— Exercise goal —
Repeat every record exactly as given.

— Supplied records —
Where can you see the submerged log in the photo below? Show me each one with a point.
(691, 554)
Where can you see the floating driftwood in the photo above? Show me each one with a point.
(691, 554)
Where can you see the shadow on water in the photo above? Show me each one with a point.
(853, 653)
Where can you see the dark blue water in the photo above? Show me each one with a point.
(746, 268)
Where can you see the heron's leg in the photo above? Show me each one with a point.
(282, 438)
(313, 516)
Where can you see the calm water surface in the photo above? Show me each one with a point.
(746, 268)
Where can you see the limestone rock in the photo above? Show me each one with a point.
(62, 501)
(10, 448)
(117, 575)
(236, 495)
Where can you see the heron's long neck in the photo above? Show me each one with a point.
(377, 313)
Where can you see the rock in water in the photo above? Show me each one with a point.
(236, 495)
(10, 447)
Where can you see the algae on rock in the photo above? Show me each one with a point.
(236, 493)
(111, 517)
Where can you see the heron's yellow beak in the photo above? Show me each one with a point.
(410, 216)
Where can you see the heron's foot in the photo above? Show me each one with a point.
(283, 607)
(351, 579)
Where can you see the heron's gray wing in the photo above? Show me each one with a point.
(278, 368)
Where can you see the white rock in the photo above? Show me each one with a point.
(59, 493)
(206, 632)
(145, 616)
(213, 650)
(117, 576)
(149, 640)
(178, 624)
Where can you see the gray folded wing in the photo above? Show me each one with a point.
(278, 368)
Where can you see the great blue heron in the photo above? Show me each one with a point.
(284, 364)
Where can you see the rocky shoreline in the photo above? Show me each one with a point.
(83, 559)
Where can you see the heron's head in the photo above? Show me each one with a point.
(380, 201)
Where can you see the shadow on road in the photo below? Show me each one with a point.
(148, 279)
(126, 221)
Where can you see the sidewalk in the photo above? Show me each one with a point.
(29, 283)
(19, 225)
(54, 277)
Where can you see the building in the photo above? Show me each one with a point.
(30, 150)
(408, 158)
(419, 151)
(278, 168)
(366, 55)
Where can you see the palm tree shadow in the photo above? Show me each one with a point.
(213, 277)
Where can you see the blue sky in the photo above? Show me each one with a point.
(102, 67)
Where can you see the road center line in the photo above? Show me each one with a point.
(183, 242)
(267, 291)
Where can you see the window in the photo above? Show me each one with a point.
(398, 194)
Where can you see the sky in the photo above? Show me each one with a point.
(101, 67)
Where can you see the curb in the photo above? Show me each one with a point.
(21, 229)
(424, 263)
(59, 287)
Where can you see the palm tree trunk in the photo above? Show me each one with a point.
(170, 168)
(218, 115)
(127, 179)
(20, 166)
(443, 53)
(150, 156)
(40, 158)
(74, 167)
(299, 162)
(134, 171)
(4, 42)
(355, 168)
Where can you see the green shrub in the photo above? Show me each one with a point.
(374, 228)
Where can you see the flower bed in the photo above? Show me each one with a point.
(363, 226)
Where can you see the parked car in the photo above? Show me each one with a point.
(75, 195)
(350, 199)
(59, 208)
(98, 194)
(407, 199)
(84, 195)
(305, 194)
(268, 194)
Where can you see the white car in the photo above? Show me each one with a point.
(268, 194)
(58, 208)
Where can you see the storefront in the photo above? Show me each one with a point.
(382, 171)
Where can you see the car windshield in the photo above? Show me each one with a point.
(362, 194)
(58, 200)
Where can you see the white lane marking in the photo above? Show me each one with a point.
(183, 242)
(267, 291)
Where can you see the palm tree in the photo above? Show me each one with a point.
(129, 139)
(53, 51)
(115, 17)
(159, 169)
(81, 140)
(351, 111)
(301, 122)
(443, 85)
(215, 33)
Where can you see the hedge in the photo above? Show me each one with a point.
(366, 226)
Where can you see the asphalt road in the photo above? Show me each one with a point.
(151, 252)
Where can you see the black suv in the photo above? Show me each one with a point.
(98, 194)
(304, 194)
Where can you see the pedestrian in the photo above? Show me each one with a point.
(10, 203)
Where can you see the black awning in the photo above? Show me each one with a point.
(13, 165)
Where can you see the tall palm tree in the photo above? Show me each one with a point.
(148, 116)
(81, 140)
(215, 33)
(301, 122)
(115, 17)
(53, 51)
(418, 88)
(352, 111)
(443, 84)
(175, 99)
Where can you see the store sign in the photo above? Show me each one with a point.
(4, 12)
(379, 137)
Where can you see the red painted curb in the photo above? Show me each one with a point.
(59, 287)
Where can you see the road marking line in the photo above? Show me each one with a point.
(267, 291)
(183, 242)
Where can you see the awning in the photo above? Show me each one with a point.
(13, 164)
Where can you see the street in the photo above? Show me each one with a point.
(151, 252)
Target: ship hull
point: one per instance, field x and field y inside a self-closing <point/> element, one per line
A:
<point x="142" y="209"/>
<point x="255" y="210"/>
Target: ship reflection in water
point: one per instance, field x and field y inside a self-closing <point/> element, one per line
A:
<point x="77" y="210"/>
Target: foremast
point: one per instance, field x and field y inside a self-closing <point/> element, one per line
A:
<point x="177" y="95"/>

— Your response —
Where can you see the submerged log in the photo below? Show me each one with a point.
(691, 554)
Where can you see the floating driftwood in the photo above? Show me each one with a point.
(691, 554)
Where can you see the shadow on water in the photo above? Show me each one with a point.
(853, 653)
Where can you see the dark blue water in the photo above? Show me each one with a point.
(746, 268)
Where can you see the heron's leg in the photo above? Show me each one with a point.
(282, 438)
(313, 516)
Where can you see the calm water surface in the photo above? Show me each one with a point.
(746, 268)
Where can you see the limestone rock in the photo above? Show me each one with a point.
(62, 501)
(10, 448)
(117, 575)
(236, 495)
Where can you see the heron's long neck in the photo above? Show me each one with a point.
(377, 313)
Where can you see the rock in water in the photo above? Show me each one with a point.
(236, 495)
(10, 447)
Where can you see the algae on rock in the photo above? Show me each one with a point.
(236, 493)
(111, 517)
Where can you see the heron's yellow beak in the photo above? Show me each one with a point.
(410, 216)
Where can you see the heron's foot in the photo above? Show me each one with a point.
(283, 607)
(351, 579)
Where can you see the heron's gray wing in the photo above? Show me each one with a point.
(278, 368)
Where can you see the white rock in the photo above? Show me each one with a point.
(59, 493)
(206, 632)
(145, 616)
(213, 650)
(117, 576)
(149, 640)
(178, 624)
Where can you see the gray folded wing in the photo above? Show me each one with a point.
(278, 368)
Where can you see the great blue heron in the photo above? Show me each one with a point.
(284, 364)
Where can you see the rocky shoreline in the photo above? Show me each one with a point.
(83, 559)
Where can you see the heron's head in the photo above? Show me each one with a point.
(380, 201)
Where can you see the shadow on road in the photo below? Show me each one with a point.
(148, 279)
(126, 221)
Where can you see the sidewalk in the photo above? Show me each one with a point.
(29, 283)
(19, 225)
(54, 277)
Where can you see the building in the photo above? Show me each one with a point.
(30, 150)
(408, 158)
(419, 151)
(278, 168)
(366, 55)
Where can you see the palm tree shadow in the photo above? Show me each one with a point.
(213, 277)
Where can you see the blue sky in the photo above? Show me each one with a point.
(102, 67)
Where can you see the road center line in the photo above? Show me each one with a point.
(183, 242)
(267, 291)
Where can you see the window in the photo above? Show me each one with a point.
(398, 194)
Where can you see the sky in the photo above? Show me each one with a point.
(101, 67)
Where can you see the curb in the photo above? Show me each one with a point.
(21, 229)
(424, 263)
(59, 287)
Where can you see the palm tree trunk in the photo above? Show me each one with a point.
(170, 168)
(218, 115)
(127, 179)
(20, 166)
(443, 53)
(150, 156)
(40, 158)
(74, 167)
(299, 162)
(134, 171)
(4, 42)
(355, 168)
Where can you see the green shrub in the photo above? Show me each one with a point.
(374, 228)
Where can you see the flower bed in the photo above? Show me each one with a point.
(363, 226)
Where can you see the parked car in the photo above? Show me each one with a point.
(75, 195)
(350, 199)
(59, 208)
(98, 194)
(407, 199)
(84, 195)
(305, 194)
(268, 194)
Where can you see the white car in the photo above? Show me each one with a point.
(268, 194)
(58, 208)
Where can you see the storefront in the photo above? Show me each one with a point.
(382, 171)
Where can you see the car windshield in the photo above? Show me each one with a point.
(362, 194)
(58, 200)
Where can you see the white lane marking in the photo above? Show me each one with a point.
(183, 242)
(267, 291)
Where can you see the palm tree in the photo above? Show me each one with a point.
(129, 139)
(53, 51)
(115, 17)
(159, 169)
(81, 140)
(351, 111)
(301, 122)
(443, 85)
(215, 33)
Where can you see the hedge in the photo above? Show me each one with a point.
(366, 226)
Where can you see the asphalt road in the photo above? Show me each one with a point.
(151, 252)
Where can you see the black suv in the photo above? Show me each one with a point.
(98, 194)
(304, 194)
Where can you see the pedestrian in the photo above? Show me each one with a point.
(10, 203)
Where can you see the black awning in the photo above? Show me each one with a point.
(13, 165)
Where can you see the tall palm tree in the photo above? Show me each one with a point.
(148, 116)
(81, 140)
(215, 33)
(301, 122)
(115, 17)
(53, 51)
(418, 88)
(352, 111)
(443, 84)
(175, 99)
Where can you see the store sign in the photo above? Show me each one with a point.
(4, 12)
(379, 137)
Where can you see the red painted curb in the photo above? Show me each one with a point.
(59, 287)
Where can you see the road marking line in the photo above? Show me each one with a point.
(267, 291)
(183, 242)
Where can you see the awning in the photo above? Show me each one with a point.
(13, 164)
Where can you see the street in the photo above? Show me each one with a point.
(151, 252)
Target: ship hull
point: one per instance, field x and field y inside a self-closing <point/> element, one per line
A:
<point x="142" y="209"/>
<point x="255" y="210"/>
Target: ship reflection in water
point: one per instance, field x and field y inside a self-closing <point/> element, one per line
A:
<point x="77" y="210"/>
Target: foremast
point: one per instance, field x and field y inside a self-closing <point/> element, one per line
A:
<point x="177" y="95"/>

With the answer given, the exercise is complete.